## [Try it]
Look below for the line that has "Query: rose window". Set down the lines from there through the line that has "Identify the dappled", exactly as written.

## [Exercise data]

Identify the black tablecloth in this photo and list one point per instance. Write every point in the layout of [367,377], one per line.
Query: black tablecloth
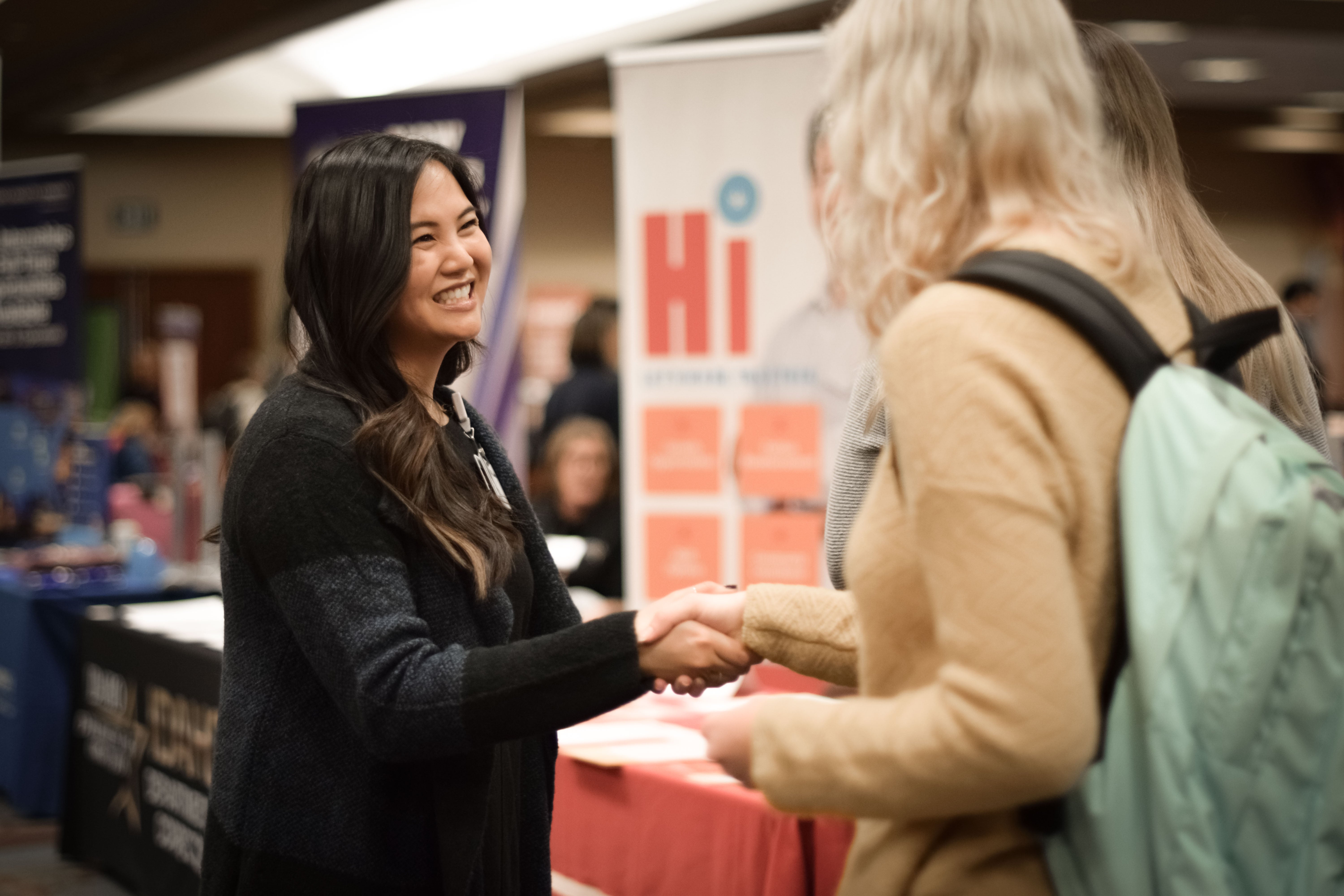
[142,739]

--

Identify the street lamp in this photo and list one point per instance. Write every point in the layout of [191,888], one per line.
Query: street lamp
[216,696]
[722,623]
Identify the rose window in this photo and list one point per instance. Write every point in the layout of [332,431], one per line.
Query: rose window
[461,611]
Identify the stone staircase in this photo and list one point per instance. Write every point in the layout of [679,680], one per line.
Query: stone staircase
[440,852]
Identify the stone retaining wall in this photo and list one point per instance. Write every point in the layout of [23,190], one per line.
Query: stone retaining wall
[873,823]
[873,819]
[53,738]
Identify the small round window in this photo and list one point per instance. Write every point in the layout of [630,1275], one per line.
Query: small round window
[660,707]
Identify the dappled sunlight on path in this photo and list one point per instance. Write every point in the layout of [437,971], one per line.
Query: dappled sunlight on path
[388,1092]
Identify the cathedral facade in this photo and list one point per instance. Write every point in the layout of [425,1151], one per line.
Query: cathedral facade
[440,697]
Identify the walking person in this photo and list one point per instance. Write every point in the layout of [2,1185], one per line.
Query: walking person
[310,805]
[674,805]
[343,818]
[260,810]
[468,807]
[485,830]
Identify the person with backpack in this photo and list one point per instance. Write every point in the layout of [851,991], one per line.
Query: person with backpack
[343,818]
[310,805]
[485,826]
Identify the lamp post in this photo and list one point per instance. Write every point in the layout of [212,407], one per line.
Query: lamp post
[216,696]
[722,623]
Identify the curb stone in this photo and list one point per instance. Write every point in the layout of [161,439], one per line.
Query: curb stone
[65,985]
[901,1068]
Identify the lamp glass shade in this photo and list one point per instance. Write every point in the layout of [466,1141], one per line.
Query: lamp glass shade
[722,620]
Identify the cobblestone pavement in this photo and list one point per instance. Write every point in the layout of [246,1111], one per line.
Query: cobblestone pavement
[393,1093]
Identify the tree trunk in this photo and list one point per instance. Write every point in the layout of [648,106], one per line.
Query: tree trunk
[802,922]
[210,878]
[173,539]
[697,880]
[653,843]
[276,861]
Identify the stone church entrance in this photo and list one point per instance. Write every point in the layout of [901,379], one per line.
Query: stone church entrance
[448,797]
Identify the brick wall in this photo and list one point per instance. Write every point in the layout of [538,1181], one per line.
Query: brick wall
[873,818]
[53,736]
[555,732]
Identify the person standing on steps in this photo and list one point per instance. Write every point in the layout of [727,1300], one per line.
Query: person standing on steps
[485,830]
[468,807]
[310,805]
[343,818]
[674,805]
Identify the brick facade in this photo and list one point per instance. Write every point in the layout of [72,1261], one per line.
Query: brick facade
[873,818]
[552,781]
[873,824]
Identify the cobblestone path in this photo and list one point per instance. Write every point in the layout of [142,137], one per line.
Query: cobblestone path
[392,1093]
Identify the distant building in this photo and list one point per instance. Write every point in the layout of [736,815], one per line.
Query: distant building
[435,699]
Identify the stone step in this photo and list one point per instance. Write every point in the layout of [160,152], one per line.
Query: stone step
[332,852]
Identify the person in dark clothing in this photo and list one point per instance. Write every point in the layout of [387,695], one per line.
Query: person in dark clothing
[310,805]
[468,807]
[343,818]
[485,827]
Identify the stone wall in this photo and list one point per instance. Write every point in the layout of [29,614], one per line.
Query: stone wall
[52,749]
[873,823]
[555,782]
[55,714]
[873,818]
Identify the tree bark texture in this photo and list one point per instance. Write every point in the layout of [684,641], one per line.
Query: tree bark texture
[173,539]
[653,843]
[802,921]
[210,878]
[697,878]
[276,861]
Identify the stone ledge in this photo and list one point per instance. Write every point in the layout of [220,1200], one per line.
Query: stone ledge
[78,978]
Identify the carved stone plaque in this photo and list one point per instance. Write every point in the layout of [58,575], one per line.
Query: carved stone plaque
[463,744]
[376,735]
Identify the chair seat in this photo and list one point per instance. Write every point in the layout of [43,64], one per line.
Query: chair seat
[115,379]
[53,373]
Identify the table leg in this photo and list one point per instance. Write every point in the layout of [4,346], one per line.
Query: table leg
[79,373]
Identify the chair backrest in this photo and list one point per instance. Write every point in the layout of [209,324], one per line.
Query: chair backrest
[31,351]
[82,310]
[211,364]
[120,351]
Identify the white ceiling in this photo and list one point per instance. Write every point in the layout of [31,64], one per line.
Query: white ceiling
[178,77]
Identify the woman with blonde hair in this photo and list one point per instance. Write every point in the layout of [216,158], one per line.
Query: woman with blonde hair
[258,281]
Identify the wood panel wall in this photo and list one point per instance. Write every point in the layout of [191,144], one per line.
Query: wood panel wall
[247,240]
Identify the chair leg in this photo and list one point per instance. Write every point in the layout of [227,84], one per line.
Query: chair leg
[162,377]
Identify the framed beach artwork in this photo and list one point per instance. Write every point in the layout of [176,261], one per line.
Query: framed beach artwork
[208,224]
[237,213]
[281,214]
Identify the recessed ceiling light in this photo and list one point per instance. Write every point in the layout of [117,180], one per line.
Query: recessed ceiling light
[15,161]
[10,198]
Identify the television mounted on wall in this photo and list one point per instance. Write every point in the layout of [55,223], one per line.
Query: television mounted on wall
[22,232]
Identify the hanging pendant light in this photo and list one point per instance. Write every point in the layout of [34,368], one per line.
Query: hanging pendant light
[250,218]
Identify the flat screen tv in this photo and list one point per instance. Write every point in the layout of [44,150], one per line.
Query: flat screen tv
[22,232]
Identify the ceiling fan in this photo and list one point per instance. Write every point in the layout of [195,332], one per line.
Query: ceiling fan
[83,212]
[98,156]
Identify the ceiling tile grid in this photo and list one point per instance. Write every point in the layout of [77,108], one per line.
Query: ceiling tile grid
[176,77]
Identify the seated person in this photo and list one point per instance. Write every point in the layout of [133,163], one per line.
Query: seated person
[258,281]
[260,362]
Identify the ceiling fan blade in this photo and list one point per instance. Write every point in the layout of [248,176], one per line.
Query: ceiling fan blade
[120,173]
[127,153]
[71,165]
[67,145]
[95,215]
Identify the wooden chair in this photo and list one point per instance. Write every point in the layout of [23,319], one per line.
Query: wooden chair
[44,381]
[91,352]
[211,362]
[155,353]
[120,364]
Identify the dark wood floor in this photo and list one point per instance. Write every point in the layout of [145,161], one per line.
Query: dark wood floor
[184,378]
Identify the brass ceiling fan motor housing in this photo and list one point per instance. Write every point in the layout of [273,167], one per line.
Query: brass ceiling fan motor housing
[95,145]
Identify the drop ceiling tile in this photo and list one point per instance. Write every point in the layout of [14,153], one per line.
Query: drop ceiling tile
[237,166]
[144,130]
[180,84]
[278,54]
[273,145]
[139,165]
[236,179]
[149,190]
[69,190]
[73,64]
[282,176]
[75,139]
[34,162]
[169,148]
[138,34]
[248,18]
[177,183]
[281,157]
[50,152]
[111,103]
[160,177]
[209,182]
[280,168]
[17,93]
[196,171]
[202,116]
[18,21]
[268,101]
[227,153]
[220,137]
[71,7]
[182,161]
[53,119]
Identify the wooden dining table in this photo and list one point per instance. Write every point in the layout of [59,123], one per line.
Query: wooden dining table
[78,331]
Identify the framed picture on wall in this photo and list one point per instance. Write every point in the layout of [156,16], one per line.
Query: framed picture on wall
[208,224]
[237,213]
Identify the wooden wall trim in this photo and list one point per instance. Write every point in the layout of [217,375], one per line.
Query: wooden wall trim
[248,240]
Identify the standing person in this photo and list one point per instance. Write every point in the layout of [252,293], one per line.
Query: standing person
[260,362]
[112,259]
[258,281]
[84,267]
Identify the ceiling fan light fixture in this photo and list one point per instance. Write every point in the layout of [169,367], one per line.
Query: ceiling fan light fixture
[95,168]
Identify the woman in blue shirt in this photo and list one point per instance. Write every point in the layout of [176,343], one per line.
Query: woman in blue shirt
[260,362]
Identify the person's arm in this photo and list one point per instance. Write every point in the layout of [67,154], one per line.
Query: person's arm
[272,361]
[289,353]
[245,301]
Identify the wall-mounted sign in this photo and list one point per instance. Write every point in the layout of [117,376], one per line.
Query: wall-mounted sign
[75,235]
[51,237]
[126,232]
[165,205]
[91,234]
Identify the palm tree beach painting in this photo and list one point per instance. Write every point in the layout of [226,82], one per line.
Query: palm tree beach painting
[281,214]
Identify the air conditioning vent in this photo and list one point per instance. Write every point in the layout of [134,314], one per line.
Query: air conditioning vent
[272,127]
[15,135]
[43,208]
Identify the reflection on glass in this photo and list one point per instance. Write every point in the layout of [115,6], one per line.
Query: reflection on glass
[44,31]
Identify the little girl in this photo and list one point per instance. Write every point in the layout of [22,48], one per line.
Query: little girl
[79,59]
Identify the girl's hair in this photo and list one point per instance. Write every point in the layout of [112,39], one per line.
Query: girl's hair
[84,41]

## [Exercise answer]
Query: rose window
[461,611]
Identify the stone staircase in this photo and list one point per instance. Write every point in the layout of [679,680], one per line.
Query: stone staircase
[440,852]
Identify the stone retaining wall in this photo and list one point per instance. Write every point in the layout of [23,190], one per line.
Query: stone retaining wall
[873,823]
[873,819]
[53,738]
Identify the small round window in this photo and list one point per instance. Write every point in the layout of [630,1275], one per line.
Query: small round window
[660,707]
Identify the dappled sunlight on path in this photo and list one point per instance. Write every point in the layout of [437,971], one per line.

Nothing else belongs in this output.